ESTRATTO DELLA PAGINA —
────

Per la prima volta nella storia, un miliardo e 600 milioni di bambini e ragazzi di 165 Paesi del mondo hanno interrotto la scuola. Più di 365 milioni di bambini sono stati improvvisamente esclusi dall’assistenza sanitaria e dai programmi alimentari che la scuola garantiva. Quelli che appartengono alle fasce sociali più deboli sono rimasti esposti a contesti familiari violenti e senza prospettive. Sono questi i dati da cui è partito il gruppo di lavoro nato con il Forum education di Camogli dell’1-2 febbraio 2020, composto da venti personalità del mondo della cultura, dell’economia e della società civile, tra cui il direttore del Forum Danco Singer: dal sindaco di Milano Beppe Sala a Stefania Giannini, direttrice Education di Unesco, dal vicedirettore del Corriere della Sera Federico Fubini a Barbara Cominelli di Microsoft.

────

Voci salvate
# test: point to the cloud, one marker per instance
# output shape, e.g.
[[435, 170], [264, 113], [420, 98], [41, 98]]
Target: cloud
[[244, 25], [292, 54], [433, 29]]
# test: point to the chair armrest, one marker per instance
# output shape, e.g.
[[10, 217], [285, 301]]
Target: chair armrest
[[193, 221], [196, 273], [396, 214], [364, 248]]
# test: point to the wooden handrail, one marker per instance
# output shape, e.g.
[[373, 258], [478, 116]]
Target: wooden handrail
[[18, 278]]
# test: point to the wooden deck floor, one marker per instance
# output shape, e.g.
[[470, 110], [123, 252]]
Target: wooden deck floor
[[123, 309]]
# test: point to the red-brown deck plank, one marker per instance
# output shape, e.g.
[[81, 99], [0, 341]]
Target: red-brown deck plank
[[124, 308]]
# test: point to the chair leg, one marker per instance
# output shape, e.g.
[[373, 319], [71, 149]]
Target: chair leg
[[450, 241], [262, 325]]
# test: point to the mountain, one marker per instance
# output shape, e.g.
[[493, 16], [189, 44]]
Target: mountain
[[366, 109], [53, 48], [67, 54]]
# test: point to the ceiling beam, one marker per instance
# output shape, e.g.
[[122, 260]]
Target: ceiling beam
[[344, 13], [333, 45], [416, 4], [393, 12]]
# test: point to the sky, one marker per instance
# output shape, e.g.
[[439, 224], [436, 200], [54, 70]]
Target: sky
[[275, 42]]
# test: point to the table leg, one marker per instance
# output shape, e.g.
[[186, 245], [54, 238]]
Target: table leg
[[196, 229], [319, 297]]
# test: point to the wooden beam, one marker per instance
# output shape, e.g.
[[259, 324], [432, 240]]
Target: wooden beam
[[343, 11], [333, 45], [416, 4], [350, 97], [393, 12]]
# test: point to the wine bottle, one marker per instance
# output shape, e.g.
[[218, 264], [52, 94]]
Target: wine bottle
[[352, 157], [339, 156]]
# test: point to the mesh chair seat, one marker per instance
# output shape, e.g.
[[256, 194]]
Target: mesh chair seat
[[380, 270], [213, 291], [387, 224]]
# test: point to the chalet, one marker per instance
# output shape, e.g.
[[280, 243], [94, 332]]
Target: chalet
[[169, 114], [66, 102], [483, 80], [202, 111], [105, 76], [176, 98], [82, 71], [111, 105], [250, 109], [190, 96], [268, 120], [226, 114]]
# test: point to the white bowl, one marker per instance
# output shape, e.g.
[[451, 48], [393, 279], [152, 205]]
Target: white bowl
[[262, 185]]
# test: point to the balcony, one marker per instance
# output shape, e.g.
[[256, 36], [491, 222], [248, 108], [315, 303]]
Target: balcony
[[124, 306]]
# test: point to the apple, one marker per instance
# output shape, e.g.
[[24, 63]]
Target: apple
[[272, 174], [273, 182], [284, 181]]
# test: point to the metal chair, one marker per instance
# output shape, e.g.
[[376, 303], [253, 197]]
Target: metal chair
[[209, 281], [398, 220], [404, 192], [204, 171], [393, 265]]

────

Trascrivi parola per parola l'intero estratto sulla chiusura delle scuole nel mondo. Le righe non hanno alcun legame con l'estratto.

Per la prima volta nella storia, un miliardo e 600 milioni di bambini e ragazzi di 165 Paesi del mondo hanno interrotto la scuola. Più di 365 milioni di bambini sono stati improvvisamente esclusi dall’assistenza sanitaria e dai programmi alimentari che la scuola garantiva. Quelli che appartengono alle fasce sociali più deboli sono rimasti esposti a contesti familiari violenti e senza prospettive. Sono questi i dati da cui è partito il gruppo di lavoro nato con il Forum education di Camogli dell’1-2 febbraio 2020, composto da venti personalità del mondo della cultura, dell’economia e della società civile, tra cui il direttore del Forum Danco Singer: dal sindaco di Milano Beppe Sala a Stefania Giannini, direttrice Education di Unesco, dal vicedirettore del Corriere della Sera Federico Fubini a Barbara Cominelli di Microsoft.